### Data provided
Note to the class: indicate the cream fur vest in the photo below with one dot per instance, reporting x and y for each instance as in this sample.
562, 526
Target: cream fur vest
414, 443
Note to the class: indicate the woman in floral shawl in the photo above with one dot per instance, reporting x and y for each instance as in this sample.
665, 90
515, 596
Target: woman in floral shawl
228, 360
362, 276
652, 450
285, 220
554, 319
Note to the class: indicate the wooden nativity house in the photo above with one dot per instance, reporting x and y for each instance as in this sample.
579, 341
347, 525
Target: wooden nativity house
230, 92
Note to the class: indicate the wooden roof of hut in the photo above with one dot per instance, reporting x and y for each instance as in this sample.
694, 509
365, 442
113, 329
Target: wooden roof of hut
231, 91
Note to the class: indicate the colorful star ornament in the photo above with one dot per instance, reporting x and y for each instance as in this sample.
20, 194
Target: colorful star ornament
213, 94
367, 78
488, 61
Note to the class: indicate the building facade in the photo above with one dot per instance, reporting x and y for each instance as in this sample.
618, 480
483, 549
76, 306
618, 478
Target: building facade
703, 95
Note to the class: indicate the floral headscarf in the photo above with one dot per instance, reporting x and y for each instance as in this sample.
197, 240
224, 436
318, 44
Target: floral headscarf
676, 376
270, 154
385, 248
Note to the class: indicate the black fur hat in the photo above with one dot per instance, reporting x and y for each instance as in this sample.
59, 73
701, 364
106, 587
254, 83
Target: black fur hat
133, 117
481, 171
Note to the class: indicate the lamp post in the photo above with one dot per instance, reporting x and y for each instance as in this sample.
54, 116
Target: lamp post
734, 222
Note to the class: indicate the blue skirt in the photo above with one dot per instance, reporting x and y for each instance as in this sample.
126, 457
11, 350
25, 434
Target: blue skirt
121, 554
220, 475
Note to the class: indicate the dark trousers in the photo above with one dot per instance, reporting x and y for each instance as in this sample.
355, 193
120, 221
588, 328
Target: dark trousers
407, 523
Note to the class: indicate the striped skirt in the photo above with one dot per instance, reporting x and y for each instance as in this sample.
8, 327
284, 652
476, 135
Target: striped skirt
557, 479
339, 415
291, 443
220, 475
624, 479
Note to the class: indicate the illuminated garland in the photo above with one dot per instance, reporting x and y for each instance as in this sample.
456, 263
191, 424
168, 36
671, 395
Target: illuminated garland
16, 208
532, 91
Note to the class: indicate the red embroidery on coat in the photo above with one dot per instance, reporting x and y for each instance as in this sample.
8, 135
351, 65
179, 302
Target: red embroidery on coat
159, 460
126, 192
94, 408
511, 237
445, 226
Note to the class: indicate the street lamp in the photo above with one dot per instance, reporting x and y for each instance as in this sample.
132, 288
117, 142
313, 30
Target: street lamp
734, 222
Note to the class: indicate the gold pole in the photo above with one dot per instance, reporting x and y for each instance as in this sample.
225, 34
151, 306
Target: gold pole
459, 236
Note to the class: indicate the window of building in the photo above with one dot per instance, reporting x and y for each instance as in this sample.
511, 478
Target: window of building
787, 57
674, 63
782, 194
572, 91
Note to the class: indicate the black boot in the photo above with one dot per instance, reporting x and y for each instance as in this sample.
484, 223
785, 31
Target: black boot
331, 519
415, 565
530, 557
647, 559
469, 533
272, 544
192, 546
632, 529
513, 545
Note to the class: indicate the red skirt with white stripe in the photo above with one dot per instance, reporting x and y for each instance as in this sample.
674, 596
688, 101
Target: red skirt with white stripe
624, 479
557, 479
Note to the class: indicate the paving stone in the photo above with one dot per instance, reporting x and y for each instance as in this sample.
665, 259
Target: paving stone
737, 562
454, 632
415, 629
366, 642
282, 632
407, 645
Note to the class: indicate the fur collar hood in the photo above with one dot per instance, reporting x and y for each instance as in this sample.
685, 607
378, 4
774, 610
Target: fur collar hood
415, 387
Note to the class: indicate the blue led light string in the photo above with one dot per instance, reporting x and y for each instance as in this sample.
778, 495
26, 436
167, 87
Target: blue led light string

### What you will do
Take the entries and copy them out exactly.

### Solution below
Note to the class: indicate the cream fur vest in the photo below with one dot per instance, reporting x and y for each instance as in this sample.
562, 526
Target: cream fur vest
414, 443
Note to the class: indicate the woman in floral shawl in the photo above with one dot per instance, reporting x and y for each instance as in this sample.
665, 90
515, 596
Target: woman in floral shawl
228, 360
362, 276
652, 450
285, 220
554, 319
Note to the class: indicate the wooden nativity house in the photo above with one dot per instance, reporting x and y for each instance as in this sample.
579, 341
347, 525
Target: wooden nativity house
230, 92
Note to the class: indicate the wooden roof of hut in the photo above with one dot per instance, reporting x and y for each instance as in this sample.
694, 509
365, 442
113, 329
Target: wooden roof of hut
231, 91
Note to the class: indicate the colorful star ornament in the photo above with one dot per instance, reporting x and y for each instance as in this sample.
20, 194
Target: colorful star ornament
213, 94
367, 78
488, 61
Note to the class: indicate the building facade in the photo above with one dot per instance, reporting x and y for each instance as in this sample.
618, 480
483, 549
76, 306
618, 478
Target: building facade
703, 95
Note to the class: indicate the floral headscarf in the photo above with one dot per instance, reporting x and y for each instance as in this sample.
197, 240
224, 436
318, 44
Target: floral headscarf
676, 376
270, 154
385, 248
Note to the class: indicate the black fur hat in the photo above with one dot per instance, reporting x and y for each instance as in this sample.
59, 73
701, 364
106, 587
254, 83
Target: black fur hat
133, 117
481, 171
Note to the class: indicate the lamp post in the photo above with one dot per instance, reporting x and y for each instance as in this sample.
54, 116
Target: lamp post
734, 222
Note to the class: indicate the blue skirt in the photo above with one dot per instance, reporting x and y for each instance as in this sample.
126, 457
11, 350
25, 434
Target: blue skirt
121, 554
220, 475
Note to the class: indicate the dark trousers in the photo above with one dot per instance, reporting x and y for each instance as in this sample.
355, 193
120, 221
588, 328
Target: dark trousers
407, 523
Note to the class: indicate the striped skirt in the photo above with one dot per instance, reporting x and y for each instance as in this sample.
8, 327
284, 652
476, 135
Target: striped skirt
557, 479
339, 415
291, 443
220, 475
624, 479
Note to the class: indicate the illuminated garland in the photo above with one dot per instance, reporting x and y for each instance as in this sample.
456, 263
191, 424
168, 36
671, 395
Target: illuminated garland
16, 208
532, 91
Note to the class: indicate the red embroidery on coat in the photo above with one dot per instance, reporting x and y for each instance as in this sample.
8, 135
351, 65
179, 302
Target: red embroidery on coat
159, 460
126, 192
94, 408
511, 237
445, 226
Note to the class: indicate the street lamp in the photo above with one dot per instance, reporting x and y for each instance as in this sample.
132, 288
117, 142
313, 30
Target: street lamp
734, 222
Note to the class: indicate the gold pole in the photo above with one dot per instance, reporting x and y for each instance as in this sample.
225, 34
151, 306
Target: gold pole
459, 236
Note to the class: indicate the window of building in the photo above with one dot per instance, reporting x and y for each instance as in this sample.
511, 478
Target: window of building
787, 57
674, 63
782, 194
572, 91
Note to the class: indicate the black boot in the photo above with one dot per instance, reporting x and y for each instance as in this sample.
484, 223
785, 31
Target: black boot
331, 519
415, 565
530, 557
647, 559
469, 533
272, 544
192, 546
632, 529
513, 545
Note to the class: indicate the red skirt with white stripe in the photo above with one dot per instance, reporting x and y for each instance as in this sample.
674, 596
688, 101
Target: red skirt with white stripe
624, 479
557, 479
Note to the class: indicate the paving stone in the photo above with one dot per instance, reporting x and y for each instance as in this sample.
665, 259
Target: paving stone
737, 562
454, 632
415, 629
366, 642
282, 632
407, 645
Note to the class: indicate the fur collar hood in the photo above with one dot per instance, reporting x and y for each instance as in this sample.
685, 607
378, 4
774, 610
Target: fur collar hood
415, 387
Note to the class: indicate the blue led light string in the photo above with one dot per instance, reporting x and y for each instance as in this sample.
778, 495
26, 436
167, 87
Target: blue led light string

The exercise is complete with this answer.